* _EXTRACTED INFORMATION_:

━━━━━━━━━━━━━━━━━━━━━━━━━━━━━━

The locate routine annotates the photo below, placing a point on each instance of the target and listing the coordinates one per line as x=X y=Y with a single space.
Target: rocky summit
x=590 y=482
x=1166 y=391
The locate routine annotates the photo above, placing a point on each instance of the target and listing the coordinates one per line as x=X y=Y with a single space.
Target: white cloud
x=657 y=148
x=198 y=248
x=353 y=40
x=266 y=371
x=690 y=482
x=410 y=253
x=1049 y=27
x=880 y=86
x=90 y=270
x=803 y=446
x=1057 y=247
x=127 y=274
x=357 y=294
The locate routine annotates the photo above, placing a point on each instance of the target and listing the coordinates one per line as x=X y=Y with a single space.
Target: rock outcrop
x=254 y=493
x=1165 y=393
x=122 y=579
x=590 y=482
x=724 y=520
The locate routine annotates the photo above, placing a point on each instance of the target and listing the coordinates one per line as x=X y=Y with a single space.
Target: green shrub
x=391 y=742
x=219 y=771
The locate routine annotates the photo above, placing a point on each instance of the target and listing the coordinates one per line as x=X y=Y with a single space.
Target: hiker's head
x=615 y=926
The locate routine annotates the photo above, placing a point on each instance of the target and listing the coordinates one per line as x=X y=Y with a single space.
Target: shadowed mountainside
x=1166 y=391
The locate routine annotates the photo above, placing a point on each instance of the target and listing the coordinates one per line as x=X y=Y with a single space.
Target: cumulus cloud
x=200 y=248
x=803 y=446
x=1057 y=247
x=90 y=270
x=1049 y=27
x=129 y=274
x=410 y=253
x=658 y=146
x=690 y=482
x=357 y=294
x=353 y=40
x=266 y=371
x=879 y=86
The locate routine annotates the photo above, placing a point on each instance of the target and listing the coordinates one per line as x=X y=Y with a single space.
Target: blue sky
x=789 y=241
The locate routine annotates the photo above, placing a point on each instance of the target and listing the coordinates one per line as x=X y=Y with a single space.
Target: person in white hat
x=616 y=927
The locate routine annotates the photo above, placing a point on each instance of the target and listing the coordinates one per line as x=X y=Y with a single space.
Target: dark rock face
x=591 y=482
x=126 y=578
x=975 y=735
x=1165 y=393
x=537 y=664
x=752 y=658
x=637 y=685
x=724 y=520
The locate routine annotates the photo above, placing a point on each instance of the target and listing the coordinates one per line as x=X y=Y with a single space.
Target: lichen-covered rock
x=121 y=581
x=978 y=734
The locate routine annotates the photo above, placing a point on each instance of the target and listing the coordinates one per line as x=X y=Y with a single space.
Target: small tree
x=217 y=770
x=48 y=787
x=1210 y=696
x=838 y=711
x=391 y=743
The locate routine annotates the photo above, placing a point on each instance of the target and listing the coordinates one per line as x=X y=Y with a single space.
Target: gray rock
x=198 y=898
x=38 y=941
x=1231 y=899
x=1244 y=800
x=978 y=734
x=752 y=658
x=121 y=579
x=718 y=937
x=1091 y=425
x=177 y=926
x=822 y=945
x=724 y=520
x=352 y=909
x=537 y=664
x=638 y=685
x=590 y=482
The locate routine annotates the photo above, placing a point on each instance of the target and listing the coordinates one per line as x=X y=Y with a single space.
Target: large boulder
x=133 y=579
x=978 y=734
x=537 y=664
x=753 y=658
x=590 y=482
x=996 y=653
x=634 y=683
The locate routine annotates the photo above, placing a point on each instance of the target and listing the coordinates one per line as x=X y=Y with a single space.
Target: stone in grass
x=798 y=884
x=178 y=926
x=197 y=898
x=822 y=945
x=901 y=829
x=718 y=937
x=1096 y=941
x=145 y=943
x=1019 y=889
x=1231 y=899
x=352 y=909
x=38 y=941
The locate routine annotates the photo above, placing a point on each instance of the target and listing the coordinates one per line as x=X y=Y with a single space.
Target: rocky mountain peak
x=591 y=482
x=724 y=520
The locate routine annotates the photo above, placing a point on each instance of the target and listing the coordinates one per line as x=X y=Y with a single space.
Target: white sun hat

━━━━━━━━━━━━━━━━━━━━━━━━━━━━━━

* _TASK TO COMPLETE_:
Count the lines in the listing above that contain the word "cloud", and reply with the number only.

* _WRITTEN RESPONSE_:
2